**STATED GOAL**
Leave out pictures; repeat exactly the lines from the "of the large" line through the last of the data below.

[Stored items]
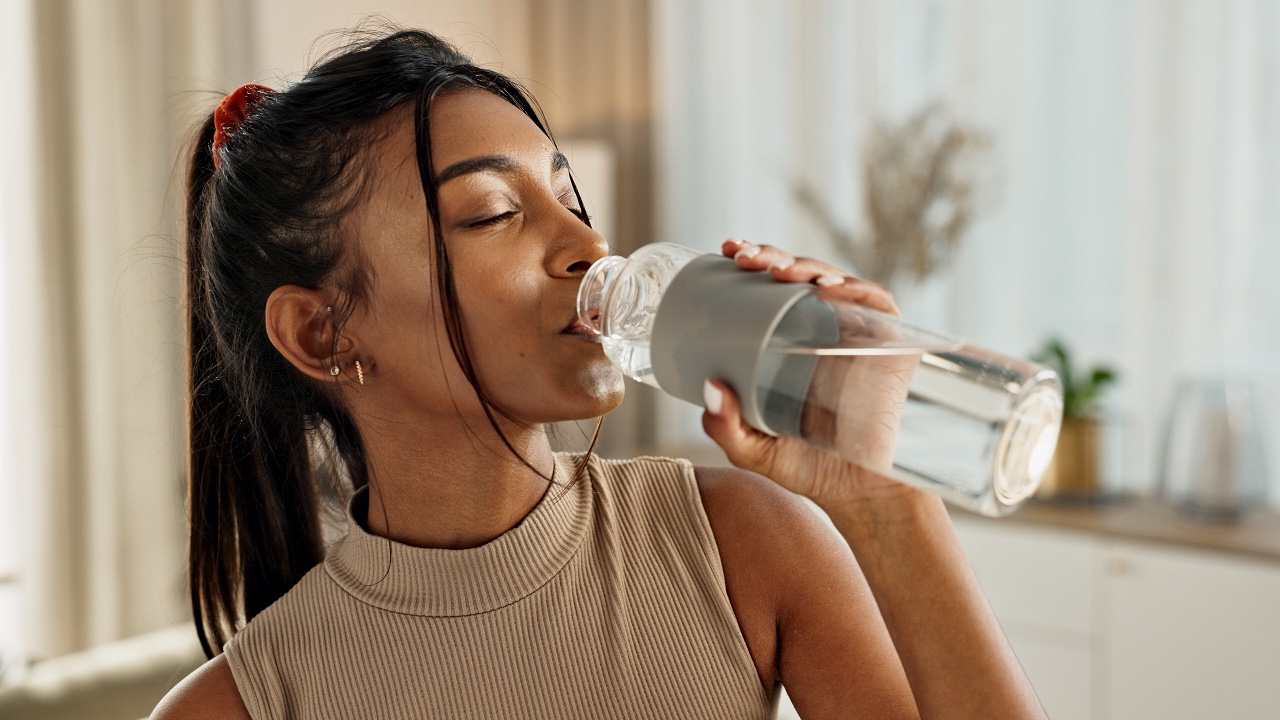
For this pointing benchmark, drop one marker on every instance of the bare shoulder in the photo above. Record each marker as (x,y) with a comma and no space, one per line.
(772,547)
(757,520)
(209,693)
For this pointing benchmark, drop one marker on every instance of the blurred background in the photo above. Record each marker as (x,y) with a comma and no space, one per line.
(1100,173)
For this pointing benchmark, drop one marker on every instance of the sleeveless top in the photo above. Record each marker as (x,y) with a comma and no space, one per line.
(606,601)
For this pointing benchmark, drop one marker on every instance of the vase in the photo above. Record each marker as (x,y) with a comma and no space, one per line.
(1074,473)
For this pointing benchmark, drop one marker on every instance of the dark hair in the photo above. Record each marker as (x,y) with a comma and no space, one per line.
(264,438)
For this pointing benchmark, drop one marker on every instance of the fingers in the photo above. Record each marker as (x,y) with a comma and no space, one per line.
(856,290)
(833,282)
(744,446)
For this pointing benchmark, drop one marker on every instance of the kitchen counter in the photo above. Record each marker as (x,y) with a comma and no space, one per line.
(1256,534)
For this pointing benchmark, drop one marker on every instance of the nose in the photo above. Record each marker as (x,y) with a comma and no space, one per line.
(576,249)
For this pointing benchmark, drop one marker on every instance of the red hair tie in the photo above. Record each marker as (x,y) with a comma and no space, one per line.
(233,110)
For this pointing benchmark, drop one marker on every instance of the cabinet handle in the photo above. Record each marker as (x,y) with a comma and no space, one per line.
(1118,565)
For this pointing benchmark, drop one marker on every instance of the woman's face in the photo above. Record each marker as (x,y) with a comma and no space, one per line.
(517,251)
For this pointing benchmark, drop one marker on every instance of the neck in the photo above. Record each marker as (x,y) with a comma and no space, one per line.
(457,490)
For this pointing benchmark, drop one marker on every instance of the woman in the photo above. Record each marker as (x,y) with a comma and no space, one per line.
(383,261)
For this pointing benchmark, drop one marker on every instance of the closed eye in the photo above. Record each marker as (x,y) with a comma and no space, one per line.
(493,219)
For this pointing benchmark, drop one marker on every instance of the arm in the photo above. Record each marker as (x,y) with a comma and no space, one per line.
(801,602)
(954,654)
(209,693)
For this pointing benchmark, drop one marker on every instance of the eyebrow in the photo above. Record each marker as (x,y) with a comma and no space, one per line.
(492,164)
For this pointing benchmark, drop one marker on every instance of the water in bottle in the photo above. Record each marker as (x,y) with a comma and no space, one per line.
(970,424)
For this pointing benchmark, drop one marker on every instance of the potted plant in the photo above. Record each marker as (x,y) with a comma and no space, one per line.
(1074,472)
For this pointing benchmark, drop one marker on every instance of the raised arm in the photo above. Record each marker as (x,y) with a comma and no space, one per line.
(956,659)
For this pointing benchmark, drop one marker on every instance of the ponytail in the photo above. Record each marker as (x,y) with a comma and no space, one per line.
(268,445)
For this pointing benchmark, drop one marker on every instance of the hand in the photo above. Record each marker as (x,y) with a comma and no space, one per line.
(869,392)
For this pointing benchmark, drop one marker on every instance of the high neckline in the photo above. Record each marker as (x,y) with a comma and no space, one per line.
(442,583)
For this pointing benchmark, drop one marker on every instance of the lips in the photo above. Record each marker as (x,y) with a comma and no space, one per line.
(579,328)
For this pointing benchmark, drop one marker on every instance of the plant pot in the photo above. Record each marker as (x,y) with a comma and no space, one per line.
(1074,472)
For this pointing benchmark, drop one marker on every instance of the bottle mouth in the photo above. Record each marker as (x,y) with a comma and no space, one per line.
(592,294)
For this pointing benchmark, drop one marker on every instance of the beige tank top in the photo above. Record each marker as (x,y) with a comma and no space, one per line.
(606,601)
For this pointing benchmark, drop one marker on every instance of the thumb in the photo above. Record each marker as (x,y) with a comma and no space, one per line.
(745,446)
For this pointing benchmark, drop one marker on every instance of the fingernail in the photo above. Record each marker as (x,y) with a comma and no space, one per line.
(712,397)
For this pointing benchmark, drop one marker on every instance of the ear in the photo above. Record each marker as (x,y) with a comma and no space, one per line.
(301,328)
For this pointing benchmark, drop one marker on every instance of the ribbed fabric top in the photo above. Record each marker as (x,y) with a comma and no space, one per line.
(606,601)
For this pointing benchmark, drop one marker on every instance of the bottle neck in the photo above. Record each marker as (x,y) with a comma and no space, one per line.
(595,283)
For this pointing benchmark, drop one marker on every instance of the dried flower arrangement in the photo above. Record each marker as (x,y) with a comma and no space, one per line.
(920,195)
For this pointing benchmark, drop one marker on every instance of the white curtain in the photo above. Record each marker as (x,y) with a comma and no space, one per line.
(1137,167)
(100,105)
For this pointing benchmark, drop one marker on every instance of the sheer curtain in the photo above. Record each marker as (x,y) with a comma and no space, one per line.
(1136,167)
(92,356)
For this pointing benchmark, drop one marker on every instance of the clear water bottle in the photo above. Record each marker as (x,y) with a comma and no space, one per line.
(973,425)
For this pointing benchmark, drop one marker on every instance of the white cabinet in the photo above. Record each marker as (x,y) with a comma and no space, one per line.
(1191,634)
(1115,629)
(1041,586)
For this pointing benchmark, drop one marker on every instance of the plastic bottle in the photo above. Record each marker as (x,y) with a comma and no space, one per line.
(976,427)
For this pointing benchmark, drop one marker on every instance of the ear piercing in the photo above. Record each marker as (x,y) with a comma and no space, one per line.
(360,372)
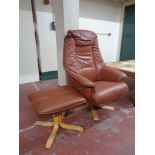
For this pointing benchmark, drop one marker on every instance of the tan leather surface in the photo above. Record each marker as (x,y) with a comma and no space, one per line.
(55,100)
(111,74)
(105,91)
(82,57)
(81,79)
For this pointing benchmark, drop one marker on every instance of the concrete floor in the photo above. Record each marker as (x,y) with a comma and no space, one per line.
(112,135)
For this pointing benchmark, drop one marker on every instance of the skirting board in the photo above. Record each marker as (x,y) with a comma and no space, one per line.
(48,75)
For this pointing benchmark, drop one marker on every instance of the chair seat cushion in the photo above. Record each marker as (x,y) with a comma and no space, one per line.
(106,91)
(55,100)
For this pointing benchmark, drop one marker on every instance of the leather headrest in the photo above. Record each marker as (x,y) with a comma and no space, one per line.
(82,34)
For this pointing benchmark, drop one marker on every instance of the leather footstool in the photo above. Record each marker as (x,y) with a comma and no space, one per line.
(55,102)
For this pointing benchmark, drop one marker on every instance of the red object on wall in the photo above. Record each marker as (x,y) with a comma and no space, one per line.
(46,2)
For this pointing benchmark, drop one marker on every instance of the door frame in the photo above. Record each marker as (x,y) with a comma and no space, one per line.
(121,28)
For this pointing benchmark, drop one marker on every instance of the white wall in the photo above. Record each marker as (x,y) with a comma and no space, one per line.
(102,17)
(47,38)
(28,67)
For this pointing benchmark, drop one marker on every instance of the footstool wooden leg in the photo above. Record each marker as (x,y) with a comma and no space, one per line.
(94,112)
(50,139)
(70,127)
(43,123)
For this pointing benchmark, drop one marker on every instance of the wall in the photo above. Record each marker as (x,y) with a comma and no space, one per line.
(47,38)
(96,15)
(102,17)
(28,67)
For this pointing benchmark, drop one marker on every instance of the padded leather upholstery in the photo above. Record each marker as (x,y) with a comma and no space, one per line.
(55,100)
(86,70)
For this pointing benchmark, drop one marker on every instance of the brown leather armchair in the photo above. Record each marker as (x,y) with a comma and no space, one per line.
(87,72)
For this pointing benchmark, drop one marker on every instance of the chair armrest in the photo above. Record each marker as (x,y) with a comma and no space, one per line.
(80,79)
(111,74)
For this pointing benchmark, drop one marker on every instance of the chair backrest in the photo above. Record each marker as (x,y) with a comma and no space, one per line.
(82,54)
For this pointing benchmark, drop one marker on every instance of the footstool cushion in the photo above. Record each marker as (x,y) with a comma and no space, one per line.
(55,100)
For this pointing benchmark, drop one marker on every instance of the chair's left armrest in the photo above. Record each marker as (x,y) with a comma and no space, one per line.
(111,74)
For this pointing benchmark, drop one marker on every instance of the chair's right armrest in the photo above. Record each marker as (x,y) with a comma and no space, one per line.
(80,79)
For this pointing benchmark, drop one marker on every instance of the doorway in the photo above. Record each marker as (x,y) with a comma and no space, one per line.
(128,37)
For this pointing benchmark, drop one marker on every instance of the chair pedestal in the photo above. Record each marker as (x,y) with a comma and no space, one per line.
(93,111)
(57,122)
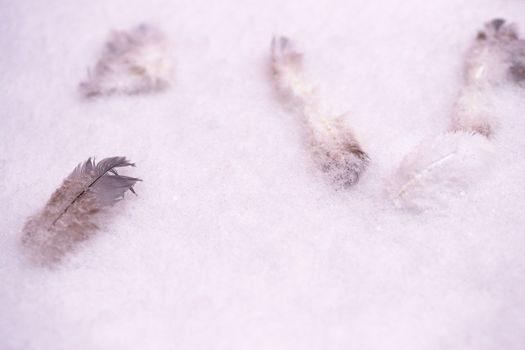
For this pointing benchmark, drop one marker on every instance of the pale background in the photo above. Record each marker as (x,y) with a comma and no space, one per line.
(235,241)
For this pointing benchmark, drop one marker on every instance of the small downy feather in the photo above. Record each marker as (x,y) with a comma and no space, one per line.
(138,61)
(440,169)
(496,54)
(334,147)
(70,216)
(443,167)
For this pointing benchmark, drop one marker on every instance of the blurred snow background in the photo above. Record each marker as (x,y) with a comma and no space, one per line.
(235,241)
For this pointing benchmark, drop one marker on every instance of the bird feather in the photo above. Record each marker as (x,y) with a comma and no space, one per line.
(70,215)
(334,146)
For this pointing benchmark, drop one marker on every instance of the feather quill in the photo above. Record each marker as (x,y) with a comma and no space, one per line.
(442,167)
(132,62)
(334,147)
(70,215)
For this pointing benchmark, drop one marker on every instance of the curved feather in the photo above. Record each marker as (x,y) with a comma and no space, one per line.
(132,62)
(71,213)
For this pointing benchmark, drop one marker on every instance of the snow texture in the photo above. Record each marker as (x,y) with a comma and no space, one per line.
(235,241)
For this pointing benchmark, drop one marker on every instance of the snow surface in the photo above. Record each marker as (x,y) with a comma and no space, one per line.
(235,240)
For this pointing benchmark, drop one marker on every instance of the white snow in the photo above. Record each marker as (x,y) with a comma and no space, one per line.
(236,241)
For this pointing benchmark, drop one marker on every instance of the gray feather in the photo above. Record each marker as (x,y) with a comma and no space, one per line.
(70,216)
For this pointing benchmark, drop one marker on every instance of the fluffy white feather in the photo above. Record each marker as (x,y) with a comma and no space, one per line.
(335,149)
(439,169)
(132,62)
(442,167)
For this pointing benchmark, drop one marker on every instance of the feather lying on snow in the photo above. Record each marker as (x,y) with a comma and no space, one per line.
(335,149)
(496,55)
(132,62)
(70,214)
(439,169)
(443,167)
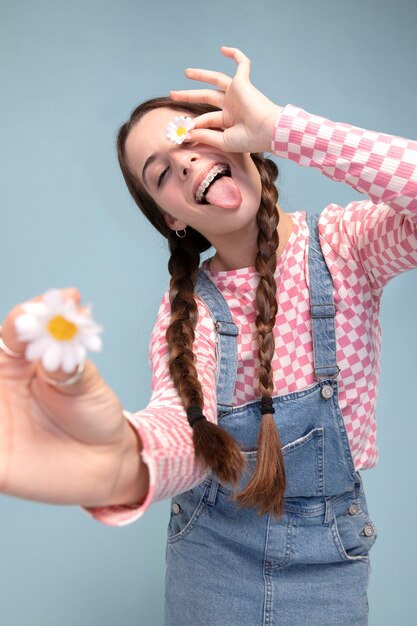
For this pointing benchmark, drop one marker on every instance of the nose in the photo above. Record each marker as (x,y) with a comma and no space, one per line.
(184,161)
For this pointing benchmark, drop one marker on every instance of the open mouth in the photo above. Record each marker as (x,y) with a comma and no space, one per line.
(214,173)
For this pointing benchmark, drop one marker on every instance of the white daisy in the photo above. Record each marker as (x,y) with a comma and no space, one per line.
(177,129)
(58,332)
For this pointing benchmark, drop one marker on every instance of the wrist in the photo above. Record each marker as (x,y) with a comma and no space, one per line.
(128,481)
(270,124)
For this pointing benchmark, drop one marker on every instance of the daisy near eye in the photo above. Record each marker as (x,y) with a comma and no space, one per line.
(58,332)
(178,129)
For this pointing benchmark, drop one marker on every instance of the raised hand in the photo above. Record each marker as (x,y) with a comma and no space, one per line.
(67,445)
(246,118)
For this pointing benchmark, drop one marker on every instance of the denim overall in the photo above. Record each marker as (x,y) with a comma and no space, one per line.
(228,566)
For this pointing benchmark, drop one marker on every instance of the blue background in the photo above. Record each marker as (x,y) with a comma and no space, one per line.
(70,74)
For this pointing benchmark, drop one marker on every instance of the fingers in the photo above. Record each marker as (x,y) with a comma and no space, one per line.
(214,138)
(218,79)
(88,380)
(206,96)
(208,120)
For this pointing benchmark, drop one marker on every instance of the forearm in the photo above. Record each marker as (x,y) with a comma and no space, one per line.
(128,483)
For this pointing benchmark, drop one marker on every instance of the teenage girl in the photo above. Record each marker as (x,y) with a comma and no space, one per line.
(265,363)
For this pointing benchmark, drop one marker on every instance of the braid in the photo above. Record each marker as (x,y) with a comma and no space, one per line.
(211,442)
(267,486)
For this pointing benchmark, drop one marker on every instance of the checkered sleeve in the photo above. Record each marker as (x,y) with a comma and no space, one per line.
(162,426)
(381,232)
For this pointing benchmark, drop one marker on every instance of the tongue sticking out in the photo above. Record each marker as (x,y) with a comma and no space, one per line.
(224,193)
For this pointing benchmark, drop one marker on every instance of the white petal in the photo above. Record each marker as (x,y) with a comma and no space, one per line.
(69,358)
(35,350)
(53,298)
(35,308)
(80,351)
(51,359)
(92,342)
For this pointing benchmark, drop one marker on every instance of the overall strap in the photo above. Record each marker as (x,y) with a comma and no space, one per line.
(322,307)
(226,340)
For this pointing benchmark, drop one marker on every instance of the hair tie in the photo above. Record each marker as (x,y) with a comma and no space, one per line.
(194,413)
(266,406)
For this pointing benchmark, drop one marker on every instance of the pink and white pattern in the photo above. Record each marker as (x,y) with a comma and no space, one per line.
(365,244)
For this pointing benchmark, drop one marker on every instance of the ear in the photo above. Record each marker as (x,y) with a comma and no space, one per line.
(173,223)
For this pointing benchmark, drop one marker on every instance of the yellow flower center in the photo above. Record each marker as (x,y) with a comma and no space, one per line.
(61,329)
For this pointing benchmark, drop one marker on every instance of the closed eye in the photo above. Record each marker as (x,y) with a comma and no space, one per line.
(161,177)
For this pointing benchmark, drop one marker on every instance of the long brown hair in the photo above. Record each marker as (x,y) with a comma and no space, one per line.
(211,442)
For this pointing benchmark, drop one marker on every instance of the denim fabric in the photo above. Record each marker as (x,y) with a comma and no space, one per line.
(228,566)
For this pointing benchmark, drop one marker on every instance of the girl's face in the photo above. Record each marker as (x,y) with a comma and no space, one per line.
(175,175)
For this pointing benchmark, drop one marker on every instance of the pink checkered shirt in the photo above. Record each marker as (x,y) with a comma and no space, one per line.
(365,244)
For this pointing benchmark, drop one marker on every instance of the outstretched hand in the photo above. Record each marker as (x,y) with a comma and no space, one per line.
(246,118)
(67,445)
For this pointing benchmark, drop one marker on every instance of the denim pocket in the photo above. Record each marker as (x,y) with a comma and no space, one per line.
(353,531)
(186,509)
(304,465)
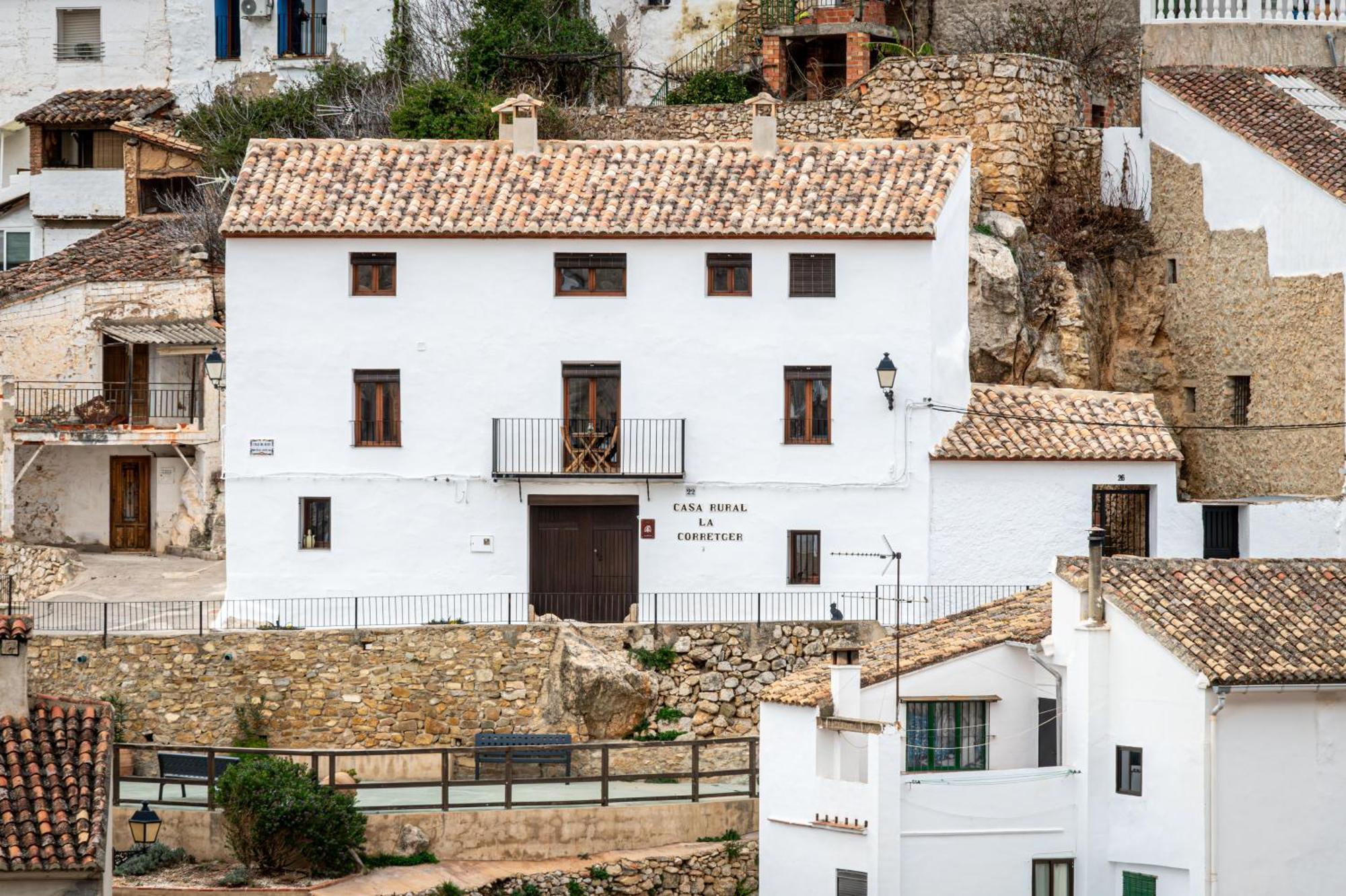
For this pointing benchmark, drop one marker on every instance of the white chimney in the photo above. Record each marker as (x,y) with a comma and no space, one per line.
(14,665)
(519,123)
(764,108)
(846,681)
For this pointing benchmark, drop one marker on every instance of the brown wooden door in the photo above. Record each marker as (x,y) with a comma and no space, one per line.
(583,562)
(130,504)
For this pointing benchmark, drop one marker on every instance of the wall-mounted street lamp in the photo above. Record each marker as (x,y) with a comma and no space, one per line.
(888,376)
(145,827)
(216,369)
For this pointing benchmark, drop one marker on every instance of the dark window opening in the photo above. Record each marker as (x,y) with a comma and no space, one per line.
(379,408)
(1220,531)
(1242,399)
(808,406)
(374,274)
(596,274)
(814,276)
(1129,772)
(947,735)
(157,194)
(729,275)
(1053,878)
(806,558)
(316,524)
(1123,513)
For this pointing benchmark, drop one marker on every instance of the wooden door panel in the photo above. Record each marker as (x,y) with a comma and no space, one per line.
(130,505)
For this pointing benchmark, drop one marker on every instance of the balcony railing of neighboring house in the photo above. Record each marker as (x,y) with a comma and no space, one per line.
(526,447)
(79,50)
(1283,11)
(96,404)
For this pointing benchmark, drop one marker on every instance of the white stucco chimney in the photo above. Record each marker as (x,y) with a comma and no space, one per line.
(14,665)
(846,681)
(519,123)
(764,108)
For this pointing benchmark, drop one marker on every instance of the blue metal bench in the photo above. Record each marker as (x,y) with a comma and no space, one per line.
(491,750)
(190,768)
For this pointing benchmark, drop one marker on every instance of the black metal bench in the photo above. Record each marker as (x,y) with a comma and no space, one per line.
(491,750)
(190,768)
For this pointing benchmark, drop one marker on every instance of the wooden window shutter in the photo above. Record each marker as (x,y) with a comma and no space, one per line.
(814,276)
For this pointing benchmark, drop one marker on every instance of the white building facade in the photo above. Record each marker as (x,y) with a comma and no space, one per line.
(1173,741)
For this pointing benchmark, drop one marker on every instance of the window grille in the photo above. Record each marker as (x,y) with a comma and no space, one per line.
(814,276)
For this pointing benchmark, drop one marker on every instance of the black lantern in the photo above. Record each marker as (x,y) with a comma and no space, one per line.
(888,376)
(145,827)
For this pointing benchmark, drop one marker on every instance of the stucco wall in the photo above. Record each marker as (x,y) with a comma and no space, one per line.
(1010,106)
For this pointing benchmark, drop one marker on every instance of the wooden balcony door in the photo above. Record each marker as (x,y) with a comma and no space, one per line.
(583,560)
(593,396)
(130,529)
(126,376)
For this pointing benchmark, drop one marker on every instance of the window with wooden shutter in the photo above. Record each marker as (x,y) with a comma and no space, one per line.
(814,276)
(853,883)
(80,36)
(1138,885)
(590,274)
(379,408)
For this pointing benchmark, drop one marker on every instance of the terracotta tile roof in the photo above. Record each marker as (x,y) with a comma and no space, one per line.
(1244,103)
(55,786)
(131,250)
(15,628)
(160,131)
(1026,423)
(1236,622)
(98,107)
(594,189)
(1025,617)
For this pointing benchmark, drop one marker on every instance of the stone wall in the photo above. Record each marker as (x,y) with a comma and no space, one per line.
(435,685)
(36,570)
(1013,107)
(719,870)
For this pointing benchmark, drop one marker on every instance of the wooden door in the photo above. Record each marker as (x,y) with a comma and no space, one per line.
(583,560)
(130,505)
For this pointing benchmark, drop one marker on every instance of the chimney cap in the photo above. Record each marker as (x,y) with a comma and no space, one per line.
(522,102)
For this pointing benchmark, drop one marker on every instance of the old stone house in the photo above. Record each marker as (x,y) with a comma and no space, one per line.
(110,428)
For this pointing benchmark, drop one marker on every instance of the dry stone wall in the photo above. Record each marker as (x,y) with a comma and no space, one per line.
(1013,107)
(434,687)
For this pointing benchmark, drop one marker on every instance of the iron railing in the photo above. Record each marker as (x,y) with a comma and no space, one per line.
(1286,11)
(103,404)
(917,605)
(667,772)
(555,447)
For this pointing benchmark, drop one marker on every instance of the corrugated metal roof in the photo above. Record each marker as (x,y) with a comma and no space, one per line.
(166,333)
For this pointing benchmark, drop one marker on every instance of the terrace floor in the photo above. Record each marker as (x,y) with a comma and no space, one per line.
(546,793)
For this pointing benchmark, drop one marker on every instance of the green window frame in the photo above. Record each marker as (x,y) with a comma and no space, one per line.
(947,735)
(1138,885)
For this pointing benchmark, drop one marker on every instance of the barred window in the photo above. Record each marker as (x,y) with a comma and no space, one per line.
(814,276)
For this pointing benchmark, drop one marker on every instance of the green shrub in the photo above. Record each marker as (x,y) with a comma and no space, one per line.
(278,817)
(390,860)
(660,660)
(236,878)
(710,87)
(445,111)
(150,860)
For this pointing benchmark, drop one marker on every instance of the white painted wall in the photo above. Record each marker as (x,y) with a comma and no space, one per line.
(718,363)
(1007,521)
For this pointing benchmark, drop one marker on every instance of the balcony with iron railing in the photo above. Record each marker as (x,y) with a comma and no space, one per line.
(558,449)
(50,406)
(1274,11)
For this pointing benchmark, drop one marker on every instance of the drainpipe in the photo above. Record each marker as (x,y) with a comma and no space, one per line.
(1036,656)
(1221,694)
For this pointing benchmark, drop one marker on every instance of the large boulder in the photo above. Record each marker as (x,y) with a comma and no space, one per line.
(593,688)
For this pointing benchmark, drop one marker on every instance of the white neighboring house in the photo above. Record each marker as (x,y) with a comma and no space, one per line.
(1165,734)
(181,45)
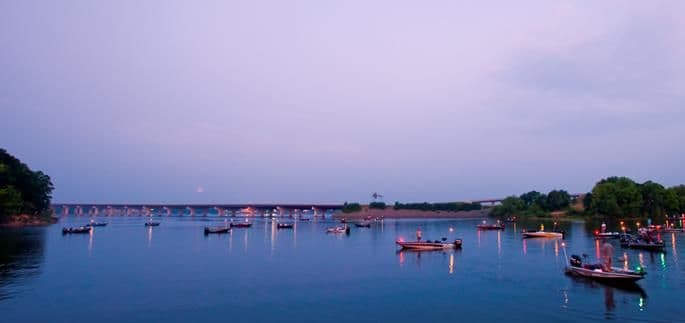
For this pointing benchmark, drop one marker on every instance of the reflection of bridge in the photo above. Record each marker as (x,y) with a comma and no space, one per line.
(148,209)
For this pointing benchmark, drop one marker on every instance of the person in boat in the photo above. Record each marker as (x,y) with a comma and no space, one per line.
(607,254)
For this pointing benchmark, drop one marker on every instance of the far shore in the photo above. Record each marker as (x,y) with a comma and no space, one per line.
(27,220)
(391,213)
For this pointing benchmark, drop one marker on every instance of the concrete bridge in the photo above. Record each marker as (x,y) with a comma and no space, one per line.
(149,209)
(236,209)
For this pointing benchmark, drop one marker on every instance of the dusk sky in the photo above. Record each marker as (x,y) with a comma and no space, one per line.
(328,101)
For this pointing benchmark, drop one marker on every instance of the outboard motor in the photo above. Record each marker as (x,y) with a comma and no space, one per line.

**ANSWER TO THE TASK**
For this pointing benchmark, drop one marker on every instance of the large boulder in the photo above. Record each marker as (x,y) with a comma and no space, one per line.
(593,688)
For this pointing benchmark, drop one marker on every instance of the white neighboring house in the photo above. Record each marker as (x,y) with a comma and no space, one per line.
(1165,734)
(181,45)
For this pointing benchmark, drop one marker on every instance of the reflection of bridge in the photo above. Record each marker as (x,y) with a comma and no space, one per line.
(148,209)
For this pointing benchmark, drop one marker on every instance of the person in boat in the photo above. Record each marker as (x,y) with a comma and no space, one per line.
(607,254)
For this pointing benchmark, drop one marker on every instance of the far shore in the photo above. Record each marker as (x,y) with a comma and no space, one per line.
(27,220)
(391,213)
For this pointing benchmark, drop one marker on every instance of the concrete bridge in the photo above. Record each marker as (x,y) with a comma and no space, one per line.
(149,209)
(236,209)
For this pointing benchmark, drop one marker on every instance of the dusk sky in the photo above. Record each marker as (x,y) with a comma and no space, one per line.
(328,101)
For this pointing benchmark, drop one marker on every instance of the outboard motor in the photo above. Record each marker as (x,y) with a comma and no space, one per line.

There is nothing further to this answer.